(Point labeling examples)
- - - -

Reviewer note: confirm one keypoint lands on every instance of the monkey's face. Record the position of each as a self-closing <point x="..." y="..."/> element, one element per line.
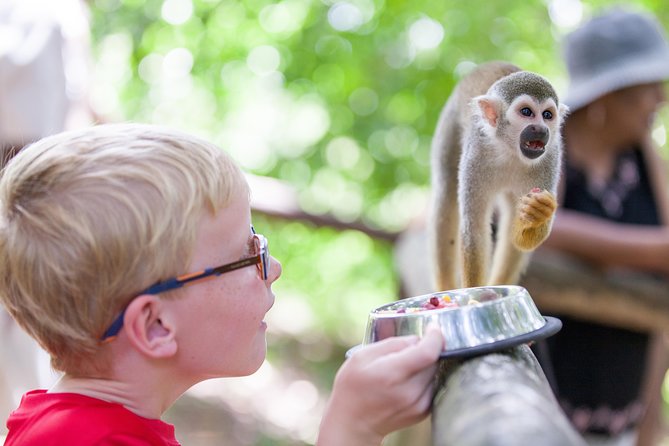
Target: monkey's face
<point x="532" y="125"/>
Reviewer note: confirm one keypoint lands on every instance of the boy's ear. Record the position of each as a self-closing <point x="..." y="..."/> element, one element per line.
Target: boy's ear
<point x="147" y="329"/>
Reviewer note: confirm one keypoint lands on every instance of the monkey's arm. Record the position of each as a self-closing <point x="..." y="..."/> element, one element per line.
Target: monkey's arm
<point x="534" y="218"/>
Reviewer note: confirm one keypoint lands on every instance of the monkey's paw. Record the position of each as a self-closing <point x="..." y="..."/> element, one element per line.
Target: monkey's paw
<point x="533" y="220"/>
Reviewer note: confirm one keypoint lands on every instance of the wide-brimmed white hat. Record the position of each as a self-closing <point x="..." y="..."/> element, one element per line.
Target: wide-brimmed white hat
<point x="614" y="50"/>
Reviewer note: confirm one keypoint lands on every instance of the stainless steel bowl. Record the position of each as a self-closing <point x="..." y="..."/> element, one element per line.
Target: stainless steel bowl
<point x="479" y="319"/>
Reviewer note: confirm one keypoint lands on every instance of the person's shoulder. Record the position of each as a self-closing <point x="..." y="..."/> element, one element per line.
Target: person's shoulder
<point x="73" y="419"/>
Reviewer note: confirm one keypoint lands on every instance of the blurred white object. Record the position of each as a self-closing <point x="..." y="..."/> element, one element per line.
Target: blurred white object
<point x="44" y="58"/>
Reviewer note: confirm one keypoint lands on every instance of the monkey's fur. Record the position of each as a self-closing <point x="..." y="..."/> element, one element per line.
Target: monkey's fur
<point x="487" y="155"/>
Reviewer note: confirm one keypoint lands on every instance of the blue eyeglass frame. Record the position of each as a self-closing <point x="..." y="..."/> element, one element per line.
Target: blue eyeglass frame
<point x="262" y="260"/>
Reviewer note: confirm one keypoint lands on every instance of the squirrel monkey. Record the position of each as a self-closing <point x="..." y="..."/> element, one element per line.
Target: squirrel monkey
<point x="497" y="146"/>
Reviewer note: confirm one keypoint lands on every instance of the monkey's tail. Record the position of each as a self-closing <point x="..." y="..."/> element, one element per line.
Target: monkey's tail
<point x="444" y="220"/>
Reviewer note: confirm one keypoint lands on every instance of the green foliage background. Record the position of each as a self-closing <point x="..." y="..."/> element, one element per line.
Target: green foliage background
<point x="338" y="99"/>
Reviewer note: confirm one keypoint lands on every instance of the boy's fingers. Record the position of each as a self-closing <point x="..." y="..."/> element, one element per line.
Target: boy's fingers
<point x="387" y="346"/>
<point x="426" y="352"/>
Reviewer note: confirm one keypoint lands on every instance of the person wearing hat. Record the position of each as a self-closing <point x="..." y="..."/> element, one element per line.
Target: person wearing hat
<point x="613" y="212"/>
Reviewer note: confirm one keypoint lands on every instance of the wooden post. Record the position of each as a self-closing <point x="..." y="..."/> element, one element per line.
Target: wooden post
<point x="500" y="399"/>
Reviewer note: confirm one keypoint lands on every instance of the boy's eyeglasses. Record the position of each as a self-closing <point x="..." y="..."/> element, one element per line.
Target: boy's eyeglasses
<point x="261" y="259"/>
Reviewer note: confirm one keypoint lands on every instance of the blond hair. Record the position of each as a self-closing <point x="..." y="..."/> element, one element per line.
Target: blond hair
<point x="90" y="218"/>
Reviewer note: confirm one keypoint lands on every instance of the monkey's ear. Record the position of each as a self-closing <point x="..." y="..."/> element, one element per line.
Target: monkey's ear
<point x="489" y="109"/>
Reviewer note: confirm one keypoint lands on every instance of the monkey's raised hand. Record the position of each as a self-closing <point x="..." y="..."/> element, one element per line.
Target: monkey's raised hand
<point x="533" y="219"/>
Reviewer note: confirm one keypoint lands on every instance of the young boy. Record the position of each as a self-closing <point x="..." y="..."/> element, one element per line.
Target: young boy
<point x="107" y="238"/>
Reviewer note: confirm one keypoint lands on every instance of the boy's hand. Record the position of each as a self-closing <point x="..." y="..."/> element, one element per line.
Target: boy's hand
<point x="383" y="387"/>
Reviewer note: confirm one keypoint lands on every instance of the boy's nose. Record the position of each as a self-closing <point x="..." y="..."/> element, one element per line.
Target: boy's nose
<point x="275" y="270"/>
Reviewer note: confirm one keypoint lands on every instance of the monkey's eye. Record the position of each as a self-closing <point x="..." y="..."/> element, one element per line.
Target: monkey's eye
<point x="526" y="111"/>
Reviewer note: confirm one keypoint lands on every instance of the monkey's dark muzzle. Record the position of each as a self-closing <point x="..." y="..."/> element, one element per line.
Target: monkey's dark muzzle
<point x="533" y="140"/>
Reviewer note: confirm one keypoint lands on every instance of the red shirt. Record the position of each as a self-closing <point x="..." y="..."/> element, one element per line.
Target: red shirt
<point x="54" y="419"/>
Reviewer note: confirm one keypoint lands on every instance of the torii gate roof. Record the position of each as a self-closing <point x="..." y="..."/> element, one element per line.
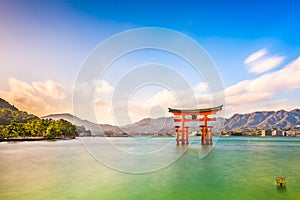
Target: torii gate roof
<point x="196" y="111"/>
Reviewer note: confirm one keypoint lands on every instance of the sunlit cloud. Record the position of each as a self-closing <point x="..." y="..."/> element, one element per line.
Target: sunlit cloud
<point x="39" y="98"/>
<point x="259" y="62"/>
<point x="252" y="94"/>
<point x="265" y="64"/>
<point x="104" y="87"/>
<point x="256" y="55"/>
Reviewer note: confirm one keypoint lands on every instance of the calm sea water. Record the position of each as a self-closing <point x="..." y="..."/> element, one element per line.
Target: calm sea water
<point x="236" y="168"/>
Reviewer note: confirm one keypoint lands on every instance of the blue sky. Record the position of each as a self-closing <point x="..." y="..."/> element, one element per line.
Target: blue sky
<point x="44" y="43"/>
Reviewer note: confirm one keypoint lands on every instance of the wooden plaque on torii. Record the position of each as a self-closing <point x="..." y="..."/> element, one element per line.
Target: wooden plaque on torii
<point x="194" y="115"/>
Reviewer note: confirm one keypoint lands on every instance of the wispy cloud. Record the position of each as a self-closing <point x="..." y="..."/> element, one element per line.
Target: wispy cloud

- - - -

### [Work to do]
Leave out each picture and extract the lines from the one containing "the monkey's dark" through the end of the records above, inclusive, exactly as they stand.

### [Output]
Reviewer note: confirm one keypoint lands on every instance of the monkey's dark muzzle. Record the position of each as a self-closing <point x="..." y="..."/> element, one element per line.
Target: monkey's dark muzzle
<point x="533" y="140"/>
Reviewer note: confirm one keypoint lands on every instance of the red shirt. Record the position of each as a self-closing <point x="..." y="..."/> element, one element per line.
Target: red shirt
<point x="54" y="419"/>
Reviewer note: confirm one keypoint lands on every instance of the torii gate roof. Record the position of each as a self-closing <point x="..." y="..."/> element, one element per line.
Target: torii gate roof
<point x="196" y="111"/>
Reviewer note: confirm one keypoint lands on every instance of the sunlit cloud. Record the position of each as a self-closing <point x="..." y="..."/> element, one element per line.
Target: sunlit cloud
<point x="39" y="98"/>
<point x="259" y="62"/>
<point x="252" y="94"/>
<point x="265" y="64"/>
<point x="104" y="87"/>
<point x="256" y="55"/>
Reviewer note: confirm one keypoint lands on every instance of the calm sea water. Record the position of each as a self-closing <point x="..." y="..."/> element, one element per line.
Target: calm sea water
<point x="236" y="168"/>
Reviewer note: confirm one keypoint lands on every instance of the blue sky. Record the position of each as a self-closing <point x="..." y="..."/> element, one element per line.
Target: blue sky
<point x="44" y="43"/>
Reviewer note: confirm one keypoint lands on every instance of the wooden plaque on torii. Record the position of each as a self-closing <point x="..." y="..."/> element, one element per line.
Target: wooden plaque on torii
<point x="194" y="115"/>
Reviewer note: confirm one keypoint lands on every instance of the wispy cloud. Record the position of each as a self-closing <point x="..." y="..."/> element, one element per line.
Target: wispy cloud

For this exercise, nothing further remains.